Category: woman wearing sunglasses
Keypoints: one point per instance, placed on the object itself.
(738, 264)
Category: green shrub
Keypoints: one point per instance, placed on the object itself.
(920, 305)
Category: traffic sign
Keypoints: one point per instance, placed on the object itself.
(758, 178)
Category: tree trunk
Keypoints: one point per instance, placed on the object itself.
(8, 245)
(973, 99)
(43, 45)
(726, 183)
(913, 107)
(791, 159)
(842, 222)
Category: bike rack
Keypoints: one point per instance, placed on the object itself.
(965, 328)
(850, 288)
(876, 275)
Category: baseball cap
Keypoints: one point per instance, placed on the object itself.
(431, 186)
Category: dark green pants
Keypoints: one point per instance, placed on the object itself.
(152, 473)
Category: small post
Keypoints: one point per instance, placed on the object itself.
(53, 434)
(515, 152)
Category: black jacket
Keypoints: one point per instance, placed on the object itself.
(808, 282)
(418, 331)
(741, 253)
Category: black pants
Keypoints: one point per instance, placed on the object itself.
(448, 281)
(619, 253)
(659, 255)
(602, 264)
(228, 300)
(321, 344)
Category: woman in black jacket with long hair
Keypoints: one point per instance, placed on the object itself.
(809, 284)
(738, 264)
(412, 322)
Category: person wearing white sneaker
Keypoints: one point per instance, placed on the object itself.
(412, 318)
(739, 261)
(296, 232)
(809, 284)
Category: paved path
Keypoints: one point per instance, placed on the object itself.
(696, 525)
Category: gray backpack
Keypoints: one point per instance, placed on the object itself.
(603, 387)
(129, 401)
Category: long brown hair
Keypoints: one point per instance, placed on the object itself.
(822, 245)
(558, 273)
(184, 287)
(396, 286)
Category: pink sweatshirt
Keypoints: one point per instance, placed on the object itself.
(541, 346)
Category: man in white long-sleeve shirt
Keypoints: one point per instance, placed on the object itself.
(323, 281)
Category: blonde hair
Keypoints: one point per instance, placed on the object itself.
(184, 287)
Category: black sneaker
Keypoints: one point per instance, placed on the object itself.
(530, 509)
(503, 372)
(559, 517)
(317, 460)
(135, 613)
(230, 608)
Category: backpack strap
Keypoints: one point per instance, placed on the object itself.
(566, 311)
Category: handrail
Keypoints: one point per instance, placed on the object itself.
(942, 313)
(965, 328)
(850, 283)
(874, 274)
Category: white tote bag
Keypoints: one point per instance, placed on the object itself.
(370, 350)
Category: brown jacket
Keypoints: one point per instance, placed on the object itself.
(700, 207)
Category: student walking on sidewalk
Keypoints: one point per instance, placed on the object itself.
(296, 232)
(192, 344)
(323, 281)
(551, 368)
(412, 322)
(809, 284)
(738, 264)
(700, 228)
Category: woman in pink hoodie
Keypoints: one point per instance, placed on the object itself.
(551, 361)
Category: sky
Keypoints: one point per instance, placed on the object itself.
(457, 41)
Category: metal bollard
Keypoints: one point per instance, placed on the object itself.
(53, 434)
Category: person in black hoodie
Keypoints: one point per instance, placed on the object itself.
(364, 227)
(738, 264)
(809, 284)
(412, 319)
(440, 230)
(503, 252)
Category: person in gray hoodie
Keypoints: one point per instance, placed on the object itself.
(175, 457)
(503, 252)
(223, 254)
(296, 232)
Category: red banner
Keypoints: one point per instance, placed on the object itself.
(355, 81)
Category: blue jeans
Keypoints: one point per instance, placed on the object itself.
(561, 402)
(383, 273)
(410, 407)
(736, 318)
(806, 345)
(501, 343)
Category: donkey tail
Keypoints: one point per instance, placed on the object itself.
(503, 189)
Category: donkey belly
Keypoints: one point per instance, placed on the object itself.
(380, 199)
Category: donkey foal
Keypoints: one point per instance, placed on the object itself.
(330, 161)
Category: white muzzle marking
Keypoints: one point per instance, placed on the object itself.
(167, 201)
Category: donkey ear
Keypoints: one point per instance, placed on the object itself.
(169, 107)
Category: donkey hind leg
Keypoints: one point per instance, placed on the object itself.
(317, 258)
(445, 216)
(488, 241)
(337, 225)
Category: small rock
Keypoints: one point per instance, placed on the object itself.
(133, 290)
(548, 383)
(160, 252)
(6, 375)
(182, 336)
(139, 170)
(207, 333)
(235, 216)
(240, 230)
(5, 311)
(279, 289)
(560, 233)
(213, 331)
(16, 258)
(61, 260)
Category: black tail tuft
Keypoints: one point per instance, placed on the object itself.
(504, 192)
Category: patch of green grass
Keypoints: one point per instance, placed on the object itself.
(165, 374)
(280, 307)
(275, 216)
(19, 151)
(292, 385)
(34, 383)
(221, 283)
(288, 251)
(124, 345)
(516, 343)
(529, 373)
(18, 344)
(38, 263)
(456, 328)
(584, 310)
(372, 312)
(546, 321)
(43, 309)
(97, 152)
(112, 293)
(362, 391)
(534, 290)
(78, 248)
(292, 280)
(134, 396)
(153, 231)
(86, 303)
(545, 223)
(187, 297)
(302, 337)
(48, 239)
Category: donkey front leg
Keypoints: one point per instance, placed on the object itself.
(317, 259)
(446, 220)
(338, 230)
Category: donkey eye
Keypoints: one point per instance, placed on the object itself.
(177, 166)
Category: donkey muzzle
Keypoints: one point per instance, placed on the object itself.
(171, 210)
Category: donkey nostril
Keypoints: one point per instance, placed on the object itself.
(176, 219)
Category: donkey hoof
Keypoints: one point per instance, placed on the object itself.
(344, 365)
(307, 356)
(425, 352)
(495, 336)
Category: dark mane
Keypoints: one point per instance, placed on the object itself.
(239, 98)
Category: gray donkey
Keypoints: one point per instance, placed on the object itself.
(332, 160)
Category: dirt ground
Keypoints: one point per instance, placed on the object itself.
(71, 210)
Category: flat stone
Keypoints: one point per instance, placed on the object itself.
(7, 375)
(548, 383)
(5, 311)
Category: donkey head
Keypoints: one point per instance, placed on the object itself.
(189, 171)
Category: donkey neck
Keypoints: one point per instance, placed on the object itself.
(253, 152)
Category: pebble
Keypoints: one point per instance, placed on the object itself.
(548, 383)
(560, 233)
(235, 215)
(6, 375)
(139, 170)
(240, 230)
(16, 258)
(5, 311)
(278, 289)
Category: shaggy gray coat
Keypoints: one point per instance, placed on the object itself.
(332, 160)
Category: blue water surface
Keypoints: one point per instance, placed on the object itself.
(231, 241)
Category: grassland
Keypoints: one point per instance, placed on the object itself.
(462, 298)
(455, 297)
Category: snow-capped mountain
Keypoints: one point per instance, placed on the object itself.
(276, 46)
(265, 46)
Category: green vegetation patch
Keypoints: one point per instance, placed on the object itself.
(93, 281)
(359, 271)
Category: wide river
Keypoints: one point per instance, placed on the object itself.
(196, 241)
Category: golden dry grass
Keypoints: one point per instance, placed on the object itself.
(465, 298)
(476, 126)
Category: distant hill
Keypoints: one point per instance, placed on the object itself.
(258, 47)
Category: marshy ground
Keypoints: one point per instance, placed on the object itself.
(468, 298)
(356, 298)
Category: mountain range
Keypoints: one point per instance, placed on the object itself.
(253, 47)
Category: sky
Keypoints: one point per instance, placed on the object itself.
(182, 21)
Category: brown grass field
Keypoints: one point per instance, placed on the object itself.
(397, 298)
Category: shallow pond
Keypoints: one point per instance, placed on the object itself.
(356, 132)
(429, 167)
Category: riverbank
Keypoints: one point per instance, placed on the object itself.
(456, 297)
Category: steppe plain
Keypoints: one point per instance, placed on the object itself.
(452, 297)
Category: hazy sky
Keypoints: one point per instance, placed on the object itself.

== PROBLEM DETAILS ==
Whatever else the listing above holds, retype exactly only the lines from the one containing "Category: woman in pink hoodie" to the one containing "Category: person in black hoodie", both ends kept.

== TASK RESULT ==
Category: woman in pink hoodie
Keypoints: one point per instance, placed on the object itself.
(551, 361)
Category: sky
Keypoints: one point per instance, placed on the object itself.
(457, 41)
Category: metal bollard
Keypoints: one point per instance, placed on the object itself.
(53, 434)
Category: person in black hoodie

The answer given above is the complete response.